REQUIRED WORK → Your task is to copy every line of this material exactly.

DATASET →

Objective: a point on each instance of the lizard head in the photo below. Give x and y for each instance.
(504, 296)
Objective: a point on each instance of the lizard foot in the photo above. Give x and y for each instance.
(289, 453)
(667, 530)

OUTPUT FOR THIS EXERCISE →
Objective: a point on each instance of the lizard head in the photo below. Give x and y for each instance.
(504, 296)
Objective: a point on each instance of the lizard foot in the photo above. Give x and y for each instance.
(289, 453)
(667, 530)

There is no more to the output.